When a line in the records includes the string "clicks", it goes into the tally; report that tally alone.

--- The data ---
■ ■ ■ ■
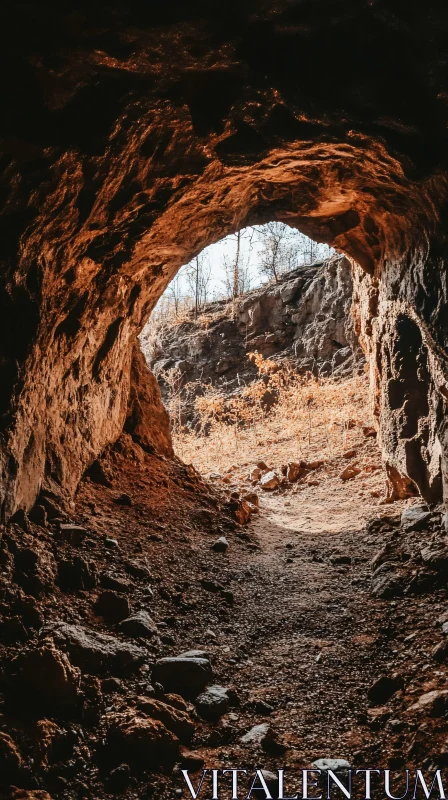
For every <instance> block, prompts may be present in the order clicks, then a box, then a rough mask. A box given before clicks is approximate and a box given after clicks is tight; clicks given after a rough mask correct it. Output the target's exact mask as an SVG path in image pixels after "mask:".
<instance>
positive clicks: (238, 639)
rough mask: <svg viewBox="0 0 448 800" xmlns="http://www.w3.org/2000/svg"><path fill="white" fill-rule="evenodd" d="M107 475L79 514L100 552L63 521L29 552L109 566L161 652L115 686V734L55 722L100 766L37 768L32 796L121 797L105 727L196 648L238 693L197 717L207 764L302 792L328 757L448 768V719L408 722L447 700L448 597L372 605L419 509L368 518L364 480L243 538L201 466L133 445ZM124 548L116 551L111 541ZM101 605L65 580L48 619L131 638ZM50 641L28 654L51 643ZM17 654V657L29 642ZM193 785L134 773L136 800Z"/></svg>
mask: <svg viewBox="0 0 448 800" xmlns="http://www.w3.org/2000/svg"><path fill="white" fill-rule="evenodd" d="M123 442H124V443H123ZM365 446H366V447H367V448H373V447H374V444H373V443H372V442H367V443H366V445H365ZM104 470H105V473H106V475H107V476H108V477H109V479H110V483H111V485H110V486H109V487H105V486H102V485H98V484H95V483H93V482H92V481H90V480H87V481H85V482H84V484H83V485H82V487H81V489H80V491H79V493H78V497H77V500H76V507H75V509H74V510H73V511H72V514H71V518H72V519H75V520H76V522H78V523H79V524H82V525H83V526H84V527H85V528H86V529H88V530H89V538H88V539H87V541H85V542H84V543H83V544H80V545H76V546H75V545H73V544H70V545H69V544H65V545H61V544H60V543H59V544H57V545H55V543H54V541H53V539H54V537H53V533H52V531H51V526H49V528H48V530H47V531H46V532H44V531H43V530H42V529H40V530H39V531H38V530H37V529H36V527H34V526H33V533H32V536H30V537H29V541H28V540H27V535H25V543H27V542H28V544H30V543H31V546H34V547H36V542H38V543H39V546H40V547H44V548H45V547H46V548H47V549H48V552H50V551H51V552H52V554H53V557H54V558H55V559H56V562H57V561H58V559H59V560H60V559H65V560H67V558H72V557H73V556H74V555H82V556H83V557H85V558H86V559H87V558H89V559H93V560H94V561H95V565H96V569H97V570H98V572H99V574H100V575H101V574H104V572H107V573H108V574H113V575H114V576H115V577H118V578H121V579H124V580H126V581H127V582H128V584H129V591H130V594H129V599H130V604H131V607H132V610H146V611H148V612H149V614H150V615H151V617H152V618H153V619H154V621H155V622H156V623H157V625H158V628H159V636H158V637H157V638H156V639H154V640H150V641H147V640H146V641H145V640H136V642H135V643H137V644H139V645H140V646H142V647H144V648H146V652H147V658H146V660H145V663H144V665H143V666H142V667H141V668H140V670H139V671H138V673H137V674H133V675H129V676H120V678H119V679H118V683H117V685H116V688H115V689H113V688H112V689H111V687H110V685H109V687H108V690H107V692H106V691H105V690H104V686H105V684H104V678H102V681H103V682H102V683H101V692H102V694H101V692H100V695H99V700H98V702H99V720H100V721H99V722H98V720H97V721H95V722H93V723H92V724H90V723H89V722H88V721H85V720H83V719H82V718H81V720H76V719H75V720H74V721H73V720H72V721H71V722H66V721H64V719H63V718H56V721H57V724H58V725H59V726H60V727H61V729H64V728H65V727H66V726H67V725H68V726H69V727H71V728H77V727H78V728H82V729H83V737H84V739H85V741H86V743H87V746H88V750H89V753H90V756H89V757H88V758H87V759H86V758H85V756H84V759H83V761H82V763H81V762H80V764H79V765H78V767H77V766H76V763H77V762H76V759H73V760H72V761H70V762H64V763H59V762H58V761H57V760H56V761H55V762H54V763H53V764H51V763H45V762H44V763H43V766H42V768H41V769H40V771H39V769H37V771H36V766H35V764H36V762H35V761H34V766H29V767H27V769H26V770H25V772H24V773H23V776H22V784H21V783H20V782H19V781H17V782H16V785H19V786H20V785H26V786H31V787H34V788H39V789H47V790H48V791H49V792H50V796H51V797H52V798H71V797H95V798H100V797H103V796H109V795H110V796H113V794H114V792H113V791H112V789H111V784H110V780H109V775H110V771H111V770H112V769H113V768H115V767H116V766H117V763H113V762H110V763H109V762H108V763H106V765H105V763H104V759H102V758H100V757H99V756H98V752H99V751H100V750H101V748H100V742H101V741H102V738H104V719H105V717H104V716H103V717H102V716H101V715H104V714H105V713H110V712H114V711H123V710H124V709H126V708H128V707H130V706H132V704H133V703H135V700H136V698H137V697H141V696H142V695H145V692H146V691H147V687H148V686H149V684H150V683H151V670H152V664H153V663H154V661H155V660H156V659H157V658H160V657H165V656H175V655H178V654H180V653H181V652H183V651H186V650H191V649H195V650H204V651H206V652H207V654H208V655H209V656H210V659H211V661H212V664H213V671H214V683H215V684H218V685H221V686H224V687H230V688H231V689H232V690H233V691H234V692H235V695H236V698H237V700H236V701H235V703H234V704H233V707H231V708H230V709H229V711H228V712H227V713H226V714H225V715H224V716H222V717H221V719H220V720H219V721H218V722H215V723H207V722H204V721H203V720H201V719H200V718H199V717H198V716H197V715H196V714H195V713H194V712H193V718H194V723H195V734H194V738H193V740H192V742H191V743H190V745H189V751H193V752H194V753H195V758H196V759H199V758H202V759H203V761H204V765H205V767H207V768H226V767H238V768H247V769H248V770H249V771H251V770H253V769H255V768H256V767H263V768H266V769H271V770H272V769H278V768H280V767H286V769H287V770H288V772H289V773H290V774H291V776H292V780H293V785H295V784H294V775H295V774H296V773H297V771H298V770H299V769H302V768H303V767H305V766H307V765H308V766H309V765H310V763H312V762H313V761H314V760H315V759H318V758H341V759H346V760H348V761H349V762H350V764H353V765H354V766H359V767H363V766H364V767H365V766H371V767H372V766H375V767H379V766H383V767H388V766H389V767H391V768H393V769H397V770H399V769H400V768H401V767H402V766H403V765H404V764H406V766H410V765H411V764H413V763H416V764H418V765H419V766H422V765H423V766H425V765H426V766H430V765H431V764H433V763H440V762H441V761H443V758H444V755H443V754H444V753H445V750H446V744H445V743H446V740H447V737H448V724H447V721H446V719H445V717H444V716H443V714H442V715H441V714H440V713H433V709H432V707H431V706H430V705H429V706H424V707H423V706H422V708H420V709H419V710H418V711H409V709H410V707H411V706H412V705H413V704H415V703H416V701H417V700H418V698H419V697H420V696H421V695H424V694H425V693H427V692H430V691H438V692H439V691H443V690H445V689H446V678H447V674H446V669H445V667H444V665H443V664H440V663H437V662H436V661H435V660H434V659H433V658H432V655H431V651H432V649H433V647H434V644H435V643H436V642H437V641H438V640H440V635H439V634H440V631H439V630H438V628H440V625H439V622H440V618H441V615H442V616H443V614H444V612H446V609H447V602H446V598H447V591H446V589H445V588H438V589H437V590H434V589H431V591H426V592H420V593H418V594H415V595H412V594H411V595H407V596H401V597H395V598H392V599H381V598H377V597H374V596H373V595H372V593H371V575H372V567H371V562H372V558H373V557H374V556H375V554H376V553H377V552H378V550H380V549H381V547H382V546H383V544H384V543H385V542H386V541H390V539H391V536H392V537H395V540H396V541H398V539H399V537H400V536H401V534H400V530H399V519H400V511H401V506H402V504H400V503H398V504H391V505H385V506H378V505H376V506H375V509H376V511H375V514H374V518H373V519H372V518H371V519H370V521H368V517H369V514H370V513H371V512H372V509H371V508H367V507H366V506H365V505H364V506H363V503H362V501H361V499H360V498H359V497H357V495H356V492H355V491H354V489H353V488H352V487H353V484H352V485H350V483H348V484H342V483H341V482H339V484H337V482H336V479H335V475H334V474H333V475H332V474H329V475H328V476H327V478H325V476H324V475H322V476H321V478H320V480H319V482H317V481H316V483H317V484H318V485H316V486H307V487H305V488H304V489H303V491H301V490H299V489H298V488H297V487H296V488H293V489H290V490H288V491H285V492H284V493H272V494H266V495H264V496H263V498H262V501H261V509H260V514H259V515H258V516H257V517H254V518H253V520H252V522H251V523H250V524H249V526H247V527H242V526H239V525H237V524H235V523H234V522H233V521H232V520H231V519H230V518H229V516H228V514H227V513H226V509H225V506H224V507H223V506H222V502H221V500H220V495H219V493H218V492H217V491H216V490H215V489H212V488H210V487H209V486H207V485H206V484H205V483H204V482H203V481H202V479H201V478H200V477H199V476H198V474H197V473H196V472H195V471H194V470H193V469H192V468H189V467H185V466H184V465H182V464H181V463H180V462H178V461H174V462H170V461H166V460H165V459H159V458H156V457H154V456H148V455H146V454H143V453H142V452H141V451H139V448H136V447H135V446H134V445H132V444H131V443H130V441H129V440H128V439H126V437H124V439H123V441H122V442H121V444H120V446H119V447H118V448H116V449H115V450H114V451H113V452H112V454H110V455H109V457H108V460H106V461H105V462H104ZM330 473H331V471H330ZM123 495H125V499H123ZM333 512H334V513H333ZM11 535H12V534H11V532H10V536H11ZM21 535H23V534H21ZM222 535H225V536H226V538H227V540H228V542H229V548H228V550H227V552H225V553H218V552H215V551H213V550H212V549H211V546H212V544H213V543H214V541H215V540H216V538H217V536H222ZM397 537H398V538H397ZM110 538H113V539H114V540H116V544H114V545H112V546H111V544H110V542H109V543H107V540H109V539H110ZM33 543H34V544H33ZM136 561H138V562H139V563H141V564H144V565H146V567H147V569H148V571H149V573H150V577H149V578H148V579H138V580H137V579H135V580H130V579H129V570H128V565H129V563H131V562H132V563H135V562H136ZM411 561H412V559H411ZM11 588H13V584H11ZM97 595H98V588H93V589H91V590H85V591H69V590H67V587H64V586H61V583H60V581H59V583H58V581H56V584H55V585H53V586H52V587H51V589H50V590H49V591H48V592H47V594H46V596H45V597H43V598H41V599H40V601H39V604H40V608H41V613H42V616H43V617H44V619H45V622H46V623H48V622H52V621H54V620H61V619H62V620H64V621H65V622H69V623H71V624H74V625H82V626H86V627H88V628H89V629H90V630H92V631H97V632H98V633H109V634H112V635H115V636H118V637H119V638H121V639H122V638H123V637H122V635H121V633H120V632H119V629H118V627H117V626H116V625H114V624H111V623H110V622H109V623H107V622H106V621H105V620H104V619H103V618H101V617H100V616H98V614H97V613H96V611H95V606H94V603H95V600H96V597H97ZM447 618H448V615H447ZM438 620H439V622H438ZM33 637H34V634H33V635H32V636H31V635H30V640H29V641H28V642H27V644H26V647H32V646H34V641H35V640H34V638H33ZM21 646H22V645H19V649H20V647H21ZM0 652H1V657H2V660H6V661H7V660H8V659H11V658H12V657H13V656H14V655H15V654H16V652H17V646H16V645H14V644H13V645H10V646H7V647H6V648H4V647H2V648H1V650H0ZM396 674H398V675H399V679H400V680H402V684H403V687H404V688H403V689H402V690H399V691H397V692H395V694H394V695H393V696H392V697H391V698H388V699H387V700H386V701H385V702H383V703H382V704H376V705H372V703H371V702H369V700H368V697H367V693H368V690H369V688H370V687H371V686H372V684H373V683H374V681H375V680H376V679H377V678H378V677H380V676H382V675H386V676H389V677H391V676H394V675H396ZM100 677H101V676H100ZM23 713H24V710H23V709H21V714H22V717H23ZM26 713H30V714H31V715H33V713H34V712H33V711H32V710H30V709H27V711H26ZM52 716H53V718H54V712H53V714H52V712H51V711H50V710H48V712H47V713H45V709H42V707H40V709H39V711H38V712H36V713H34V719H35V718H36V717H37V718H38V719H39V718H42V717H52ZM262 724H267V725H268V726H269V728H270V729H271V731H272V736H271V735H270V734H268V740H269V741H268V742H267V744H266V742H265V745H261V746H260V743H257V742H252V743H250V742H246V743H243V742H242V741H241V739H242V737H243V736H244V735H245V734H246V733H247V732H248V731H250V730H251V729H252V728H253V727H254V726H256V725H262ZM4 727H5V726H4ZM7 727H8V729H9V730H11V729H12V730H13V731H14V736H15V738H16V740H17V741H19V743H20V746H21V748H22V752H23V753H24V754H25V760H26V758H27V757H28V758H29V759H30V760H29V762H28V763H29V764H30V765H31V764H32V763H33V762H32V761H31V759H32V758H33V753H34V751H35V748H36V746H37V747H40V748H41V749H42V743H40V744H39V742H37V744H36V740H35V739H33V736H34V734H33V736H31V738H30V734H29V724H28V723H27V726H25V727H24V726H23V720H22V721H20V719H19V717H17V716H14V713H12V714H11V710H10V709H9V710H8V726H7ZM33 748H34V749H33ZM197 763H198V764H199V763H200V762H199V761H198V762H197ZM199 774H200V773H199ZM30 775H32V776H33V777H32V779H30ZM108 780H109V783H108ZM30 781H31V782H30ZM182 788H183V794H184V796H189V795H188V793H187V792H186V790H185V785H184V783H183V779H182V778H181V776H180V775H179V772H178V771H176V769H175V770H174V772H172V766H171V767H169V768H168V767H167V765H165V766H164V767H163V768H162V769H161V771H159V770H156V771H151V772H149V773H148V772H145V770H144V764H141V765H139V766H137V767H135V769H134V766H132V768H131V774H130V778H129V782H128V785H127V786H126V787H123V789H122V790H121V791H120V796H122V797H129V798H135V797H157V798H159V799H160V800H169V799H170V798H174V797H177V796H179V795H180V790H181V789H182ZM291 788H292V787H291ZM204 796H207V795H204ZM223 796H226V795H225V794H224V795H223ZM229 796H230V795H229Z"/></svg>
■ ■ ■ ■
--- Solution to this problem ---
2